(Supplied passage Opens)

Dawn French on loving herself

Written by: Hadley Freeman

Dawn French quit her sketch show because she felt so ugly. Now the “1980s roly-poly comedian” wants us all to stop fretting about our faults.

It’s a rainy Thursday night in September and the news is full of stories about a certain male comedian that make you want to grab your daughters and hide them in a cave. But inside the London Palladium a certain female comedian is spreading proud, defiant joy. “Hello, I’m beloved 1980s roly-poly comedian Dawn French,” she says by way of introduction to her one-woman show, mocking and owning the once ubiquitous sneery description of her.

French has been an adored member of the British comedy elite since French and Saunders first aired in 1987, and 36 years later that adoration appears not to have waned a jot. The audience — older couples, groups of young men, pairs of young women — gasp with delight at the stories from her career and her 25-year marriage to Lenny Henry, which ended in 2010. She describes the time Ben Elton came up to her at a party and told her he was writing a play: “And I want you to be the lead,” he told her. She recreates her gushing excitement before then switching back to playing a bemused Elton. “I said I want Hugh to play the lead. Hugh Laurie?” Elton did later write a play for her, she adds, and then puts up the poster on the screen behind her for those who have forgotten what that 1991 West End hit was called: Silly Cow. Across the aisle, Dan Levy from Schitt’s Creek and Emma Corrin off The Crown are in near hysterics.

(Supplied passage Closes)
(The data Opens)

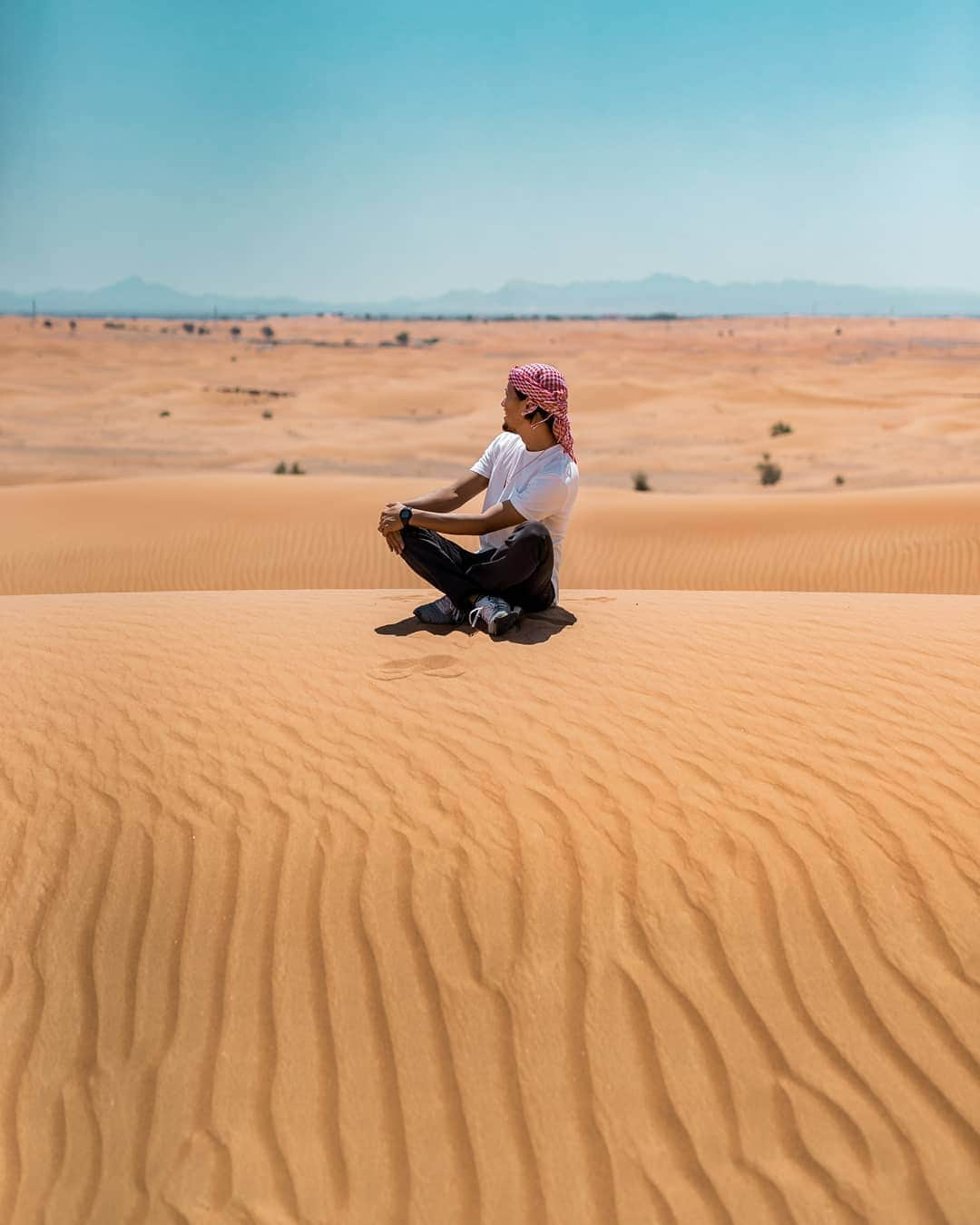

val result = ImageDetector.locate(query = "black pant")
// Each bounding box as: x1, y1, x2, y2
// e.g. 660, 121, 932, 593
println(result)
402, 519, 555, 613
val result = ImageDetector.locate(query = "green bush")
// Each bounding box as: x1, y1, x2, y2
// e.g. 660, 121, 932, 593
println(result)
756, 451, 783, 485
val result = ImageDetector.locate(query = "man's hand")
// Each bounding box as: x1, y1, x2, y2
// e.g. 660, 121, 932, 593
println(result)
377, 503, 406, 534
377, 503, 406, 555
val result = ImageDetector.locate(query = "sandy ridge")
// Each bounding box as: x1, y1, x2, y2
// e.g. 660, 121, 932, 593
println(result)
0, 591, 980, 1225
0, 475, 980, 594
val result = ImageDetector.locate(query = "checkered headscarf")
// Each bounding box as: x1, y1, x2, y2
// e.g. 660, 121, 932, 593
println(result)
511, 361, 574, 459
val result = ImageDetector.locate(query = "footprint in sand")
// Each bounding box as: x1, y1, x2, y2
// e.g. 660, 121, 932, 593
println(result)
368, 655, 466, 681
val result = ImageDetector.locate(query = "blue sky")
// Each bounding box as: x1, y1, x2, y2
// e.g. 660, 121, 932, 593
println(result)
0, 0, 980, 300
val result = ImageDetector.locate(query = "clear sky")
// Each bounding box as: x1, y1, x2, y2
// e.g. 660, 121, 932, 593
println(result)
0, 0, 980, 300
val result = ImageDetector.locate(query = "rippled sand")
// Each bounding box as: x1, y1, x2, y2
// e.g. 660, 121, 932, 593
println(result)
0, 310, 980, 1225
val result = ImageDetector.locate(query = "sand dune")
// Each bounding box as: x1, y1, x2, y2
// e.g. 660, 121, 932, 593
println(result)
0, 475, 980, 594
0, 310, 980, 497
0, 588, 980, 1225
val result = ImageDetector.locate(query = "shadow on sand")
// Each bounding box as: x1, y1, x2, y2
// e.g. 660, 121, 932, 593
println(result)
375, 604, 577, 647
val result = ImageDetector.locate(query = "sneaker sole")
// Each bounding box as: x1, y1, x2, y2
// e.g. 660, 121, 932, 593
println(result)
489, 609, 521, 638
412, 604, 463, 625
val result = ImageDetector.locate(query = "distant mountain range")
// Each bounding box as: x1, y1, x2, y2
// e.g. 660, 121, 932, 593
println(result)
0, 273, 980, 318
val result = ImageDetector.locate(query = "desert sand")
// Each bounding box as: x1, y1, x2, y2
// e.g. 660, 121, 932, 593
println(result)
0, 318, 980, 1225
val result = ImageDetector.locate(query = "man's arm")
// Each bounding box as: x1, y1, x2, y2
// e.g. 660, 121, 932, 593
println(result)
409, 503, 524, 535
402, 468, 490, 512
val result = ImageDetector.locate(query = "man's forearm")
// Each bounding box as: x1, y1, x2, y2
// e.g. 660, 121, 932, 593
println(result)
407, 503, 486, 535
402, 485, 461, 511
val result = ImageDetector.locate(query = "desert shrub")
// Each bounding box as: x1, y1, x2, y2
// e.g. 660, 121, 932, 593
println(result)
756, 451, 783, 485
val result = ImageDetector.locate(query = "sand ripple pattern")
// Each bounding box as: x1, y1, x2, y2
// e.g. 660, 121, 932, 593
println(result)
0, 591, 980, 1225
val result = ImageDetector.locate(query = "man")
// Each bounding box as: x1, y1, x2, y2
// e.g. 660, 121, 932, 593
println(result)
377, 363, 578, 638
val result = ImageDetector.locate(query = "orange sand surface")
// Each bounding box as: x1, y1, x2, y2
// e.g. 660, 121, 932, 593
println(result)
0, 591, 980, 1225
0, 475, 980, 595
0, 318, 980, 1225
0, 316, 980, 500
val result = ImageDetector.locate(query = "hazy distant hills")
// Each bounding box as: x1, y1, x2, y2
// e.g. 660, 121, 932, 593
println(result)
0, 273, 980, 318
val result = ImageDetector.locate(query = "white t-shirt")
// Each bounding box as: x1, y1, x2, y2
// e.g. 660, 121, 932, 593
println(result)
470, 431, 578, 601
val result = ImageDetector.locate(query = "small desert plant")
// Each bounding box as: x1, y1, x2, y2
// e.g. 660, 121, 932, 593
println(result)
756, 451, 783, 485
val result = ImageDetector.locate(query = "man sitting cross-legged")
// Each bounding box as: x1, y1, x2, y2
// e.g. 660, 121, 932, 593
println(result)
377, 363, 578, 637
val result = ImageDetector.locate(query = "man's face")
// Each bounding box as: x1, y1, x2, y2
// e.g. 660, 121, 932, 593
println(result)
500, 378, 528, 434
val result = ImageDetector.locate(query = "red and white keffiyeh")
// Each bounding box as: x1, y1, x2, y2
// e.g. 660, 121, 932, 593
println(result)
511, 361, 577, 462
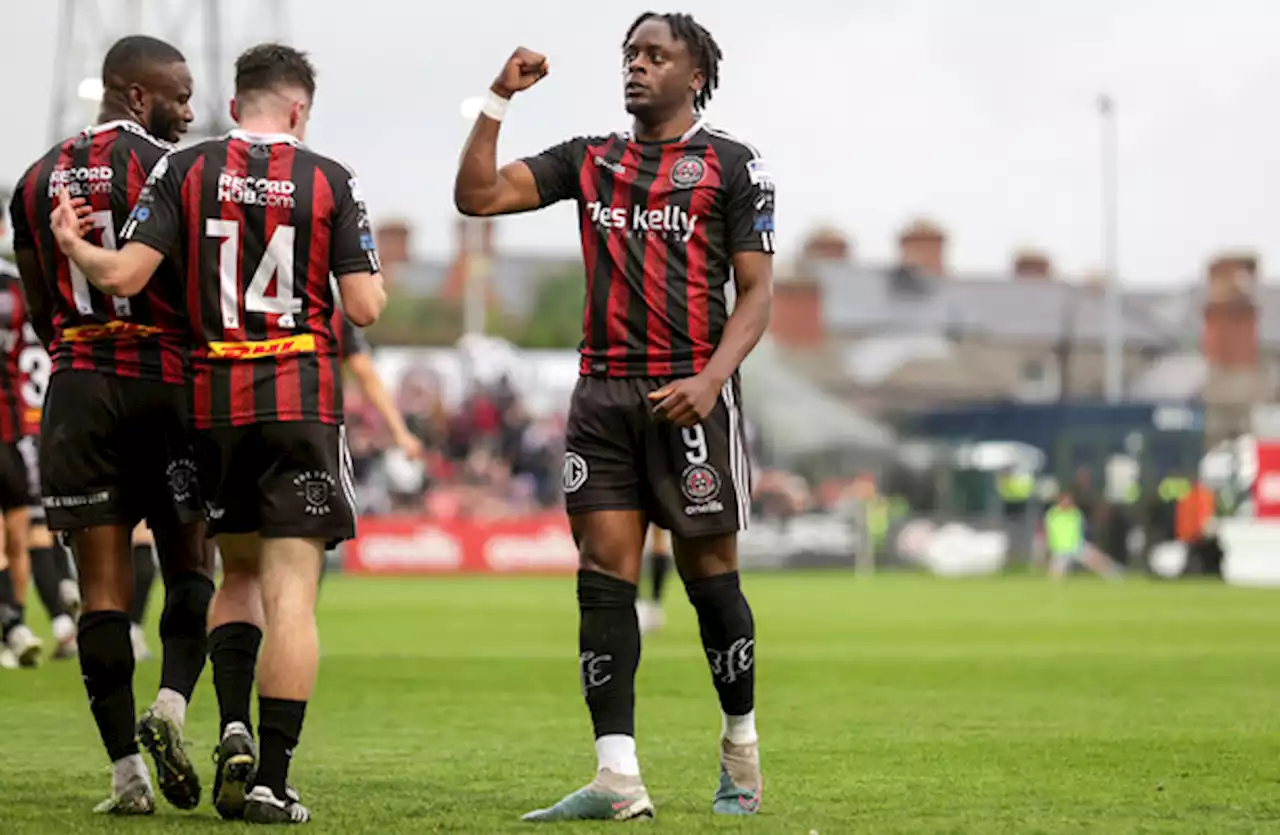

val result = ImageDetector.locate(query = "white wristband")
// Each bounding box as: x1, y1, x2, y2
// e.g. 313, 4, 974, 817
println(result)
480, 90, 511, 122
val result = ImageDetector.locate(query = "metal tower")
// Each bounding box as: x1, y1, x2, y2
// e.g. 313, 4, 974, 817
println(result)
49, 0, 288, 142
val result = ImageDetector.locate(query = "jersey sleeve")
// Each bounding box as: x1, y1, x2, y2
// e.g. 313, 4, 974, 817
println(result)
120, 154, 183, 255
9, 174, 36, 252
723, 147, 773, 255
338, 314, 369, 360
521, 137, 588, 207
329, 168, 381, 278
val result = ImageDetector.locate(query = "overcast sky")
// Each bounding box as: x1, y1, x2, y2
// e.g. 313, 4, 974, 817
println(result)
0, 0, 1280, 284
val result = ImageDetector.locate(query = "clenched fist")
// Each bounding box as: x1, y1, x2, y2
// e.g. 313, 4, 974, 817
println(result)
492, 46, 550, 99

(The data Closes)

**What to do**
Translate into Spanish this sentence from the Dawn French profile: "Dawn French quit her sketch show because she felt so ugly."

**Written solution**
Dawn French dejó su programa de sketches porque se sentía tan fea.